# Action item
Select every line containing the word "glass" from the material, and copy those lines.
Segment Open
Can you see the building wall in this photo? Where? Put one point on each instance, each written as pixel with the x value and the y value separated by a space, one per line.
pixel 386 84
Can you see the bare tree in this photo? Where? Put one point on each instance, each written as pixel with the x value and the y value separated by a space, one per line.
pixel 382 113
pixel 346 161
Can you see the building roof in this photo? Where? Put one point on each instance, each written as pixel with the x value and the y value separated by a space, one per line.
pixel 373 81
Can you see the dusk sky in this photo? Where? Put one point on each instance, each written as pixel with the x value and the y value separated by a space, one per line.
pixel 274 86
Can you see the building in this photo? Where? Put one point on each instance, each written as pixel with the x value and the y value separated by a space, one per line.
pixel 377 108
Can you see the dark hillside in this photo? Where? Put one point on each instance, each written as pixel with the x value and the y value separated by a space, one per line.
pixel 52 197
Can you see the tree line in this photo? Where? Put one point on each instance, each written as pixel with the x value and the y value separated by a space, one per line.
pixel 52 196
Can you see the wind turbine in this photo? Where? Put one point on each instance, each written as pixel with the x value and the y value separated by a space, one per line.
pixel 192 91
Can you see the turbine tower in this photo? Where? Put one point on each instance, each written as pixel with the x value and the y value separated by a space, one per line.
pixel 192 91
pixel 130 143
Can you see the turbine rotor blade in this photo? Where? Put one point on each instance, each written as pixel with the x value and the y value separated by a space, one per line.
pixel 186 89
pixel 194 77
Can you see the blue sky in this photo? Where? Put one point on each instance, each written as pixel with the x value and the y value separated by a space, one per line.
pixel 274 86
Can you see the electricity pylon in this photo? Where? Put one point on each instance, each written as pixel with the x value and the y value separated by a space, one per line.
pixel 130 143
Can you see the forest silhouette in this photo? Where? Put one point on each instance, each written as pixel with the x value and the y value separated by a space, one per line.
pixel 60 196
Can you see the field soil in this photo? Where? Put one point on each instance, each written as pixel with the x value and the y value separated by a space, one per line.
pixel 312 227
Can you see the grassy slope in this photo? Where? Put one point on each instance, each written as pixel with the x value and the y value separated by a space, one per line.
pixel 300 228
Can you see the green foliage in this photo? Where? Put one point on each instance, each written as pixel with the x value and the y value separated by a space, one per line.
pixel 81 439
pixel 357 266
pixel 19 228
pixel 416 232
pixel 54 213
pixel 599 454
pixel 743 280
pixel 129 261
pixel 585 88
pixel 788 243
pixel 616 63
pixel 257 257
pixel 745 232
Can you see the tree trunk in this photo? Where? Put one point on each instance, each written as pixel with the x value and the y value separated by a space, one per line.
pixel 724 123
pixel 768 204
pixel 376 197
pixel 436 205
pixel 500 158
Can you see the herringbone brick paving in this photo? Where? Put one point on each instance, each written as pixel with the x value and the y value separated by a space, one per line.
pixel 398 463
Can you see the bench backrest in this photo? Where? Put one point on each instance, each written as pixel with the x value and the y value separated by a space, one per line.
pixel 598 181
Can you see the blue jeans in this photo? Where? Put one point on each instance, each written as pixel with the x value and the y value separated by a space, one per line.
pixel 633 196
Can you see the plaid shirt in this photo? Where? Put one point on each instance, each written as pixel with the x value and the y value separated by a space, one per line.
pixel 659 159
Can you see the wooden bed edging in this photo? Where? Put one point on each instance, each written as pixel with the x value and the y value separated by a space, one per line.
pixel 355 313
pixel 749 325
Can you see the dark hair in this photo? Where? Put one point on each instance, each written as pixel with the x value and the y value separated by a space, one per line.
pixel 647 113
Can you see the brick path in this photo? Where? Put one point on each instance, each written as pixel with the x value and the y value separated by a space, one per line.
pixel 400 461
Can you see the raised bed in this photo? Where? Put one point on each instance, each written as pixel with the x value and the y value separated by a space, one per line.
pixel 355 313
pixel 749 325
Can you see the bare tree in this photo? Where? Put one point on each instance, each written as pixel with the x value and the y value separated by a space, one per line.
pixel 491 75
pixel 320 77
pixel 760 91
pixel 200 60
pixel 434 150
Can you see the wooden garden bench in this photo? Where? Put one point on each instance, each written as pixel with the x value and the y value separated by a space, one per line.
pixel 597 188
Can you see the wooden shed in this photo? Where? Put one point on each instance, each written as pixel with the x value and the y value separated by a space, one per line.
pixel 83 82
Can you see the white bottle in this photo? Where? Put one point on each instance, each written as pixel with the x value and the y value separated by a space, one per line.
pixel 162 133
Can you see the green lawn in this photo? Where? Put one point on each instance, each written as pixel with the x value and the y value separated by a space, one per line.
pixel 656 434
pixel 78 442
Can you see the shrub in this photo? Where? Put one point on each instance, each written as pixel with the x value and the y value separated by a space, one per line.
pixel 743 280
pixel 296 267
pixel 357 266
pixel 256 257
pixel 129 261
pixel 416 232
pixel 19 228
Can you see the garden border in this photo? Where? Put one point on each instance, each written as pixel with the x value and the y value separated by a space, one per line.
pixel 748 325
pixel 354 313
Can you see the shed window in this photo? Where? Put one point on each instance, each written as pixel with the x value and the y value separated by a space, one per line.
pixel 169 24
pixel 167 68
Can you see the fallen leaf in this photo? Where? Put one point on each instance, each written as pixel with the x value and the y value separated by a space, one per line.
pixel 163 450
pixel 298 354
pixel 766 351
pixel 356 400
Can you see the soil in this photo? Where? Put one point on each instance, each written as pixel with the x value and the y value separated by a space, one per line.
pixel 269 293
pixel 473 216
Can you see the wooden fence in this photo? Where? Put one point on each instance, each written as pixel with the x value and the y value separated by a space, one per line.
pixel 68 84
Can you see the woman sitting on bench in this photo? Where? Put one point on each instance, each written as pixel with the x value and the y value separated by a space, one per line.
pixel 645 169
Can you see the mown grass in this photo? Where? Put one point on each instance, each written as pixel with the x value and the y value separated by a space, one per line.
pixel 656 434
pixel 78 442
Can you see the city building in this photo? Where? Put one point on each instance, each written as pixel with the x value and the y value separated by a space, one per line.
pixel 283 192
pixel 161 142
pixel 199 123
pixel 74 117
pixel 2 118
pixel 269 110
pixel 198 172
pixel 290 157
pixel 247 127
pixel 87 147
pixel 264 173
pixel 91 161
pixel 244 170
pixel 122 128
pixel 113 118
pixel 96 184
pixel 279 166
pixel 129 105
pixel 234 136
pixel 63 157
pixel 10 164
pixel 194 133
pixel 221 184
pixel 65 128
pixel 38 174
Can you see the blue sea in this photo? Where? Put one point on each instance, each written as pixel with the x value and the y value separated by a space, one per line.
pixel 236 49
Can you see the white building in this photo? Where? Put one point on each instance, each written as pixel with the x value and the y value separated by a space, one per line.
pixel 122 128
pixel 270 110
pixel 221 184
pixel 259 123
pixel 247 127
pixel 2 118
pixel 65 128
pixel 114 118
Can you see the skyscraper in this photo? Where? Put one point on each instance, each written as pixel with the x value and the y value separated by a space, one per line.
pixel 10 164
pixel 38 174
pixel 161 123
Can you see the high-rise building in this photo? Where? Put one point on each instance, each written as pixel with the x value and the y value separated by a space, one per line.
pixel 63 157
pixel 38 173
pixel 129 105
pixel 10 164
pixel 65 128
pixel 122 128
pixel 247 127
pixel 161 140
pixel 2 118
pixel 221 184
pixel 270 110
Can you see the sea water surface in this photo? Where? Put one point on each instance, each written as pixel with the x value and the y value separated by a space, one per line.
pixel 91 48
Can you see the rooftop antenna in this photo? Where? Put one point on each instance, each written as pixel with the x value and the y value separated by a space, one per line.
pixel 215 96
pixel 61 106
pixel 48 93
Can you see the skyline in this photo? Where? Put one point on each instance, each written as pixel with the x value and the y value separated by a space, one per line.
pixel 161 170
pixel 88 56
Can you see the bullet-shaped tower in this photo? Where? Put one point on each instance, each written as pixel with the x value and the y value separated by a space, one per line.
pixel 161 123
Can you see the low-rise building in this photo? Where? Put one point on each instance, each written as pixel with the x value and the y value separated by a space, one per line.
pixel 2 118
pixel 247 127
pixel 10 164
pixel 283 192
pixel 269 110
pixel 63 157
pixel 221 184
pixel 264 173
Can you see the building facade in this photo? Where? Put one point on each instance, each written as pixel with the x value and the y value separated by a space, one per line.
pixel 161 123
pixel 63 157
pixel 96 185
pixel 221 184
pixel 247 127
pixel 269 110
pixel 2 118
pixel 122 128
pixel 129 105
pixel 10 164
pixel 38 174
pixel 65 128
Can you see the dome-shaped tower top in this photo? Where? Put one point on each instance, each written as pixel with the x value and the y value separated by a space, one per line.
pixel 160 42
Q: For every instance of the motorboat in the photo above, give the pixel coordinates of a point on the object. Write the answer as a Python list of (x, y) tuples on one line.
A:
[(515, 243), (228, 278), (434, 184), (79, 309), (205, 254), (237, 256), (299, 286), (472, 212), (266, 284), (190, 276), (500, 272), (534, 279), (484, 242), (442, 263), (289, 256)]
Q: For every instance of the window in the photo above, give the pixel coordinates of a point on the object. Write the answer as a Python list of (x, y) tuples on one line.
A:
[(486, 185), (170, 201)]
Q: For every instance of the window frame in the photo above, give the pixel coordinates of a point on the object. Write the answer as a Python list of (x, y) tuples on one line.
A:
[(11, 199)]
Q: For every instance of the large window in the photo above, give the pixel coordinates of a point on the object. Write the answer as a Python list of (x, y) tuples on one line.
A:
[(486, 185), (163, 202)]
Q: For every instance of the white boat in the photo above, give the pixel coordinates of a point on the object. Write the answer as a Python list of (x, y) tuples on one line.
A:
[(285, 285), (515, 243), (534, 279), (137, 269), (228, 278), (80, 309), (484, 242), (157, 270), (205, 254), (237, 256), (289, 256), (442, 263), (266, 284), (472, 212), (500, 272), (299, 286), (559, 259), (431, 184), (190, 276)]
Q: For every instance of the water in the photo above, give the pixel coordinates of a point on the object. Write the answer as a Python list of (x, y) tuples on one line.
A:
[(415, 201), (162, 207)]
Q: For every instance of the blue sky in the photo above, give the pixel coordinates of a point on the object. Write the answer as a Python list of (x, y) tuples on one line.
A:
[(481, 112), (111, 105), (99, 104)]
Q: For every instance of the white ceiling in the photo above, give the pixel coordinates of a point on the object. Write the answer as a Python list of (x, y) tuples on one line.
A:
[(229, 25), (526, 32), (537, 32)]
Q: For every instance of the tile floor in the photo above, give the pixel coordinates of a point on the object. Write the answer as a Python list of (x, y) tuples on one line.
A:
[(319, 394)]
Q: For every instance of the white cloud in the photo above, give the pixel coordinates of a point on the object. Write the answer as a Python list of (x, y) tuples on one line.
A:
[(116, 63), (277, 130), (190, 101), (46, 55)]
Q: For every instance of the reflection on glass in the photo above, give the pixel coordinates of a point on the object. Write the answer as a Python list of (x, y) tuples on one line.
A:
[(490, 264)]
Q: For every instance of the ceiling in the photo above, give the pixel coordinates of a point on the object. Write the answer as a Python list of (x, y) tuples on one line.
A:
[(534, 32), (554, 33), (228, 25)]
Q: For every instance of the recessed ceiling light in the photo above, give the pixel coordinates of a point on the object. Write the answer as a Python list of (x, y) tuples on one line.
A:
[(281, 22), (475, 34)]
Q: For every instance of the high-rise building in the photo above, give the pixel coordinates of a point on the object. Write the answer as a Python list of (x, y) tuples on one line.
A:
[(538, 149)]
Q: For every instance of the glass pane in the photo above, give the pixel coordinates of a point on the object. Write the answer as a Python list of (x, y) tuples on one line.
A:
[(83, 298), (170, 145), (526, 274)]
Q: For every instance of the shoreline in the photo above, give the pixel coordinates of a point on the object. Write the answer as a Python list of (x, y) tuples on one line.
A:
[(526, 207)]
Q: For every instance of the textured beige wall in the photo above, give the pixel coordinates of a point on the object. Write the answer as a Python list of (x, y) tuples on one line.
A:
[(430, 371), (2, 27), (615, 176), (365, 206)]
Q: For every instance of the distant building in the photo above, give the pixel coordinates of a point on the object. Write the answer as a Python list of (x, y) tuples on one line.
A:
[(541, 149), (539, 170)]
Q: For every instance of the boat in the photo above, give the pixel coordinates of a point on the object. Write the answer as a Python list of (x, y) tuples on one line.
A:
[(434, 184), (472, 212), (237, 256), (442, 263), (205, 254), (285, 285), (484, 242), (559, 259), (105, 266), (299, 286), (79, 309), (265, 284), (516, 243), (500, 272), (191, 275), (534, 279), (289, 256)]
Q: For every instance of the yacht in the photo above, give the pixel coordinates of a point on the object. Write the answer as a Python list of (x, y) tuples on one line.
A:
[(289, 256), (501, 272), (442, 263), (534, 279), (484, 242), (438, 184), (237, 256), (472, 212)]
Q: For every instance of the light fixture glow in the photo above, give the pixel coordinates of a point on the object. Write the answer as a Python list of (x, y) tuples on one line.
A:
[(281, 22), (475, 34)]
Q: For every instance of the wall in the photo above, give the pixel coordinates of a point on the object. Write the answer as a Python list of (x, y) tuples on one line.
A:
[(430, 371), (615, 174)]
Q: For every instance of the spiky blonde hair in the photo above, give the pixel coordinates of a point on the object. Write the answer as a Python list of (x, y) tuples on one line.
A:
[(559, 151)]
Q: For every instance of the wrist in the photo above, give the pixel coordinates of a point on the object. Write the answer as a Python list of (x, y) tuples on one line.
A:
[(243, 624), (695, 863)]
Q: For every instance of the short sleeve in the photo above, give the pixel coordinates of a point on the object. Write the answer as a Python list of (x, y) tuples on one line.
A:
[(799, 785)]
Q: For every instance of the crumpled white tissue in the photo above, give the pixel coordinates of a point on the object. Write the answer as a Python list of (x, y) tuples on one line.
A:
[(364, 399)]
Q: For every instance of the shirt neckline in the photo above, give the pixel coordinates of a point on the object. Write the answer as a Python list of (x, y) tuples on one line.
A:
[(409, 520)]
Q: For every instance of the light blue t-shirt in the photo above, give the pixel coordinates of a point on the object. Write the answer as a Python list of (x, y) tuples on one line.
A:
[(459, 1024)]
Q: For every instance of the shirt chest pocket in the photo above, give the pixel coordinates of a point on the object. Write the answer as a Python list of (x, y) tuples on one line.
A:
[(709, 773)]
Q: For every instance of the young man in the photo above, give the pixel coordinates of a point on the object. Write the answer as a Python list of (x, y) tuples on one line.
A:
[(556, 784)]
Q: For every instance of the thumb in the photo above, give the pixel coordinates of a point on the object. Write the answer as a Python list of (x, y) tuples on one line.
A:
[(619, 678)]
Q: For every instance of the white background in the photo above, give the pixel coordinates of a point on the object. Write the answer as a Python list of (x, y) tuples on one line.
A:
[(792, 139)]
Segment Closed
# Reply
Q: For every instance of the reflection on glass in the photo above, give the pixel coordinates of a point on the object. Write the answer as a Python list of (x, y) tuples on one line.
Q: For every instance of the glass pane in the photo above, give the pixel coordinates of a point on the object. Write the answer as a Python list of (x, y) tuples on one line.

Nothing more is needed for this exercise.